[What this task involves]: Format the part of the records that opens with the line containing "I need to find every egg" and closes with the line containing "left=241, top=276, right=1036, bottom=814" as a JSON list of strings, one string per line with blank lines left out.

----------

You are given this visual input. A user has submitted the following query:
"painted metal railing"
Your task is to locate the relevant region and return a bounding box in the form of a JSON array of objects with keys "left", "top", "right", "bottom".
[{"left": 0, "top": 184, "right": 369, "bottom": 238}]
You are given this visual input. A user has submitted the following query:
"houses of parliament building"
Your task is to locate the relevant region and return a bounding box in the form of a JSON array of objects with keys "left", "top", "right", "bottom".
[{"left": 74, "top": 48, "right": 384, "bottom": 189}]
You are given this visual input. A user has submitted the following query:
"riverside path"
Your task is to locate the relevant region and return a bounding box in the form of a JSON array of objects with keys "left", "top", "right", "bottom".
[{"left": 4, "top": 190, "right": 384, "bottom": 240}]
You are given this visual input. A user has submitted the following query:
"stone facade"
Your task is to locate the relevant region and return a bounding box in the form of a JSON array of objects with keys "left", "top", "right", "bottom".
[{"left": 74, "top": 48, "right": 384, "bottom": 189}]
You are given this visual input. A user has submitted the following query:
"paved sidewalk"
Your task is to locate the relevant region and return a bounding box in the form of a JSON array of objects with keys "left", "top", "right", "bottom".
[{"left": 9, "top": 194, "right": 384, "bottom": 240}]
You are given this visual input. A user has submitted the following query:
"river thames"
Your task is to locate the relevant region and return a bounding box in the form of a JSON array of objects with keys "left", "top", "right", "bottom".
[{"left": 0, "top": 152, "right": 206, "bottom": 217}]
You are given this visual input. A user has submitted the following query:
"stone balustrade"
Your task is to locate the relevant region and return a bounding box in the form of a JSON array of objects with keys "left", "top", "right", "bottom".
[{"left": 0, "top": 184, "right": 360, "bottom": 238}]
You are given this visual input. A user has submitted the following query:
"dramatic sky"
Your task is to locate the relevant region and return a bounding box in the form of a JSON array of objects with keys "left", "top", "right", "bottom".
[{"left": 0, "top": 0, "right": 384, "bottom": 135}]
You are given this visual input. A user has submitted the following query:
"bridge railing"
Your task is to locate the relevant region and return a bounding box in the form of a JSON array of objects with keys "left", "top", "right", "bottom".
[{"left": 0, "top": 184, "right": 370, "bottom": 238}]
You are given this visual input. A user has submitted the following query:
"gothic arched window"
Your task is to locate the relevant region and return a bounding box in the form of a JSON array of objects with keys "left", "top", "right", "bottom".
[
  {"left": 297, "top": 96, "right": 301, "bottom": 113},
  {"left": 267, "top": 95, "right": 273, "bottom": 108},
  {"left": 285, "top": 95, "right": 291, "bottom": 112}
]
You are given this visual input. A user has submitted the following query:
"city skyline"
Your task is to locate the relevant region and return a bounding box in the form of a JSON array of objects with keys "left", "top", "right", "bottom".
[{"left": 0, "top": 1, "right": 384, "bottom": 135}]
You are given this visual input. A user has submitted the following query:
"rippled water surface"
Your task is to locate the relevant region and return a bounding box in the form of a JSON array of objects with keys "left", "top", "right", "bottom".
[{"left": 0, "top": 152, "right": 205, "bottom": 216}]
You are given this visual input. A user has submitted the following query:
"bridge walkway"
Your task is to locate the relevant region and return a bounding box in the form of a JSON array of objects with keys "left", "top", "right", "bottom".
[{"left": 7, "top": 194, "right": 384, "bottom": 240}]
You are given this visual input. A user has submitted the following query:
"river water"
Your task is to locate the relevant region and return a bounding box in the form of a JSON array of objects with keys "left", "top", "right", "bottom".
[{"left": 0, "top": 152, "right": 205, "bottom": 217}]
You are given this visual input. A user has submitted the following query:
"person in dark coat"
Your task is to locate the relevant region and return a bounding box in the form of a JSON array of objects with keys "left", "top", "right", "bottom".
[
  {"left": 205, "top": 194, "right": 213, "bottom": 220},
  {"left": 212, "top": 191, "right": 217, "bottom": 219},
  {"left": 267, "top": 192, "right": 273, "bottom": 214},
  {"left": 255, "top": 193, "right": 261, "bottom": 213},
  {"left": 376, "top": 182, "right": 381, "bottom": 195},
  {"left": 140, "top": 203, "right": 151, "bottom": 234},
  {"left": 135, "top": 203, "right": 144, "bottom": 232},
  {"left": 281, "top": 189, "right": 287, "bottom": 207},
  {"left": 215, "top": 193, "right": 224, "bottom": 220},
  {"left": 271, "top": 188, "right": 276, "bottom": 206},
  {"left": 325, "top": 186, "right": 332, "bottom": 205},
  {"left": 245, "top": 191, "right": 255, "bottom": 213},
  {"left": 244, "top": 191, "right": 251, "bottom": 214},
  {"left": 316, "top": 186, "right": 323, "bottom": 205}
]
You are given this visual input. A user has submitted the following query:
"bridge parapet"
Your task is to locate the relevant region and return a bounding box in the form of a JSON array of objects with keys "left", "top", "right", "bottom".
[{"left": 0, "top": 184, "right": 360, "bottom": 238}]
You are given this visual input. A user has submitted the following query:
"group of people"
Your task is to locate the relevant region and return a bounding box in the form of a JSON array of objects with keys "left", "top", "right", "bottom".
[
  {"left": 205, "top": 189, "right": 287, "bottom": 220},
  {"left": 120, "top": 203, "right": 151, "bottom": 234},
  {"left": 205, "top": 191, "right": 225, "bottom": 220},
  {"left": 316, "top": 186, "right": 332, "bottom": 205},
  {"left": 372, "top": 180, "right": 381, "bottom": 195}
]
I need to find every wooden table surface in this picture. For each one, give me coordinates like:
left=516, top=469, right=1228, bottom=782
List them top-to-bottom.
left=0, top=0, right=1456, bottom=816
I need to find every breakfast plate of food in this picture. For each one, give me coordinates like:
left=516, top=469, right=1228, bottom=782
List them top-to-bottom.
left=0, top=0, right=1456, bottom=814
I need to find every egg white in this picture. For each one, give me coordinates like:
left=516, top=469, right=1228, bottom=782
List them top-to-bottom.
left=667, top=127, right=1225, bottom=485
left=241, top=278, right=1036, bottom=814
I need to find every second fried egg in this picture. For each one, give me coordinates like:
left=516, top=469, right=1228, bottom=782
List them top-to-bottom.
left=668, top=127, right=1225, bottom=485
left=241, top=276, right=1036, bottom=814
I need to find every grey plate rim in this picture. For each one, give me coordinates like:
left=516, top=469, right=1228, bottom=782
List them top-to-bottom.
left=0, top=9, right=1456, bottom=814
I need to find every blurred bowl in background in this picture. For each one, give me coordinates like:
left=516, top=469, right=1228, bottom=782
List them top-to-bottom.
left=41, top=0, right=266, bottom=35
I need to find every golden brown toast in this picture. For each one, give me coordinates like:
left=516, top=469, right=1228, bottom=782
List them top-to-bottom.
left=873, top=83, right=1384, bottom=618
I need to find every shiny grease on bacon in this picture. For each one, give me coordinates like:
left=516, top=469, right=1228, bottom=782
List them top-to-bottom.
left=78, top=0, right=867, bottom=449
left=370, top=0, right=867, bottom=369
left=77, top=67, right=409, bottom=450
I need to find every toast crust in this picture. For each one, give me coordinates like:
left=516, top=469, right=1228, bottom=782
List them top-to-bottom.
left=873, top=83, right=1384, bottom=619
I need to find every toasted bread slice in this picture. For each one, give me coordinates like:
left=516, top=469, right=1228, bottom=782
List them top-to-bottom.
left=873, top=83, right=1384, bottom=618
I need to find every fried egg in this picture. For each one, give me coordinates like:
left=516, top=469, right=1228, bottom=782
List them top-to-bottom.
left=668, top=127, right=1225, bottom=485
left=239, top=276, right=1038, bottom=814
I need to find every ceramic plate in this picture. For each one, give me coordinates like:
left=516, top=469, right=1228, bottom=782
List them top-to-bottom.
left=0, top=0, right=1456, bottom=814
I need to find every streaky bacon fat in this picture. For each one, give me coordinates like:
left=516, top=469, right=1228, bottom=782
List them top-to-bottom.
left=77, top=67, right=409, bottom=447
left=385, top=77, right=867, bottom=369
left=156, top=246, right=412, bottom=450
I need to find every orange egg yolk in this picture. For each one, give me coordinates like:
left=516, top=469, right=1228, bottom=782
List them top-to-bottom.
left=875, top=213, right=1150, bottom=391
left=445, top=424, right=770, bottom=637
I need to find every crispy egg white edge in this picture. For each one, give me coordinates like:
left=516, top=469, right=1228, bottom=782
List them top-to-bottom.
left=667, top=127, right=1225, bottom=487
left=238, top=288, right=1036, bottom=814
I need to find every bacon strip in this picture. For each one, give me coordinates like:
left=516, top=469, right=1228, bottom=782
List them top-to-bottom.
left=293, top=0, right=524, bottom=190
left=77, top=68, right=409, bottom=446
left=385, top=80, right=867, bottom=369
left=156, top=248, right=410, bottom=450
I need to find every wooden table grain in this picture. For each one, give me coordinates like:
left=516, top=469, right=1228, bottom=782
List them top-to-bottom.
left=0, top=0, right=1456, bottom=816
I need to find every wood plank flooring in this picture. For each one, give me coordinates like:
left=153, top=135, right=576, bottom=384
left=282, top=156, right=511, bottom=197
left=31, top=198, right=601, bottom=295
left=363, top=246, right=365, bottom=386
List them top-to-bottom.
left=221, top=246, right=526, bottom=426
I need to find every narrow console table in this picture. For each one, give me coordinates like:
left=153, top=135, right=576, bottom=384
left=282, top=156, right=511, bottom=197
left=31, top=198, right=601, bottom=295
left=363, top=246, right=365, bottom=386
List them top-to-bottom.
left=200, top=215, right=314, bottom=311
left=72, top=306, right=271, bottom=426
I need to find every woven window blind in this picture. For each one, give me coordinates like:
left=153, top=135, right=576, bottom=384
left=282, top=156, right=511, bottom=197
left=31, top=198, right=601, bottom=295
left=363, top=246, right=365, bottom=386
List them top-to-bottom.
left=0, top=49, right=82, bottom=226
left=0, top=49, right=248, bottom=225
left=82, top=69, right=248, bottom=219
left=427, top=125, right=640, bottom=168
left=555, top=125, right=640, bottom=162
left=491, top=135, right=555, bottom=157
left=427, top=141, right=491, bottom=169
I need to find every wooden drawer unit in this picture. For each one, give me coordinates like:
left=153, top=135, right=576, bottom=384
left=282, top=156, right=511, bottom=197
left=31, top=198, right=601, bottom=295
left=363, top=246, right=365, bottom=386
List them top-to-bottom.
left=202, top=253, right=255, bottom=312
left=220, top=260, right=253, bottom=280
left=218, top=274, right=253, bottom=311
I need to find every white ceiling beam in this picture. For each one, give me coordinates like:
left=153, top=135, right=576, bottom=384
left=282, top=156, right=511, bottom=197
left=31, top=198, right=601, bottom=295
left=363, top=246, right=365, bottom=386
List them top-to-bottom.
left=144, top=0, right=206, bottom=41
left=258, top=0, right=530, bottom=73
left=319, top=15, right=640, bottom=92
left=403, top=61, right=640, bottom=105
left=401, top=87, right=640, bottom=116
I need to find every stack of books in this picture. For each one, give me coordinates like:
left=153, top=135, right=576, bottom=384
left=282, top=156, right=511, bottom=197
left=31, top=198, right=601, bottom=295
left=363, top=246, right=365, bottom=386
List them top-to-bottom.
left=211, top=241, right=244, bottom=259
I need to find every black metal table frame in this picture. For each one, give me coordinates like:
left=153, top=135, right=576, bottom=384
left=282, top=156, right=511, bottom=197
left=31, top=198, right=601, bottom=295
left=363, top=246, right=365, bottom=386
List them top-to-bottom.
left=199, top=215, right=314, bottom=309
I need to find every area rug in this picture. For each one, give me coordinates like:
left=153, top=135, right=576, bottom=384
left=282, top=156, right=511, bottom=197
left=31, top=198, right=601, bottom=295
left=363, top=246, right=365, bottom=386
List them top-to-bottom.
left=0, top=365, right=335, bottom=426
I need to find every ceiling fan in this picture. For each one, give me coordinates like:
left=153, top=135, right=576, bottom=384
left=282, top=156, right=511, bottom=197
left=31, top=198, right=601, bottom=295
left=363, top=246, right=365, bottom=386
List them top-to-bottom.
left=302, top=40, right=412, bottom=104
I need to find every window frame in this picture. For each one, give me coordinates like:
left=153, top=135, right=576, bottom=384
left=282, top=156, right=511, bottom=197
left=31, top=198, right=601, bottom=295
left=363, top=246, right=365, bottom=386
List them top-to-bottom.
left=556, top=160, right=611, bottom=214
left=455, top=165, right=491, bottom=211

----------

[Task output]:
[
  "I need to find every egg white in this picture. For each one, give me coordinates like:",
  "left=516, top=469, right=1228, bottom=782",
  "List them top-to-bottom.",
  "left=667, top=127, right=1225, bottom=485",
  "left=241, top=278, right=1036, bottom=814",
  "I need to find every second fried egg in this picture. For each one, give me coordinates like:",
  "left=516, top=469, right=1228, bottom=782",
  "List them top-to-bottom.",
  "left=668, top=127, right=1225, bottom=485",
  "left=241, top=276, right=1036, bottom=814"
]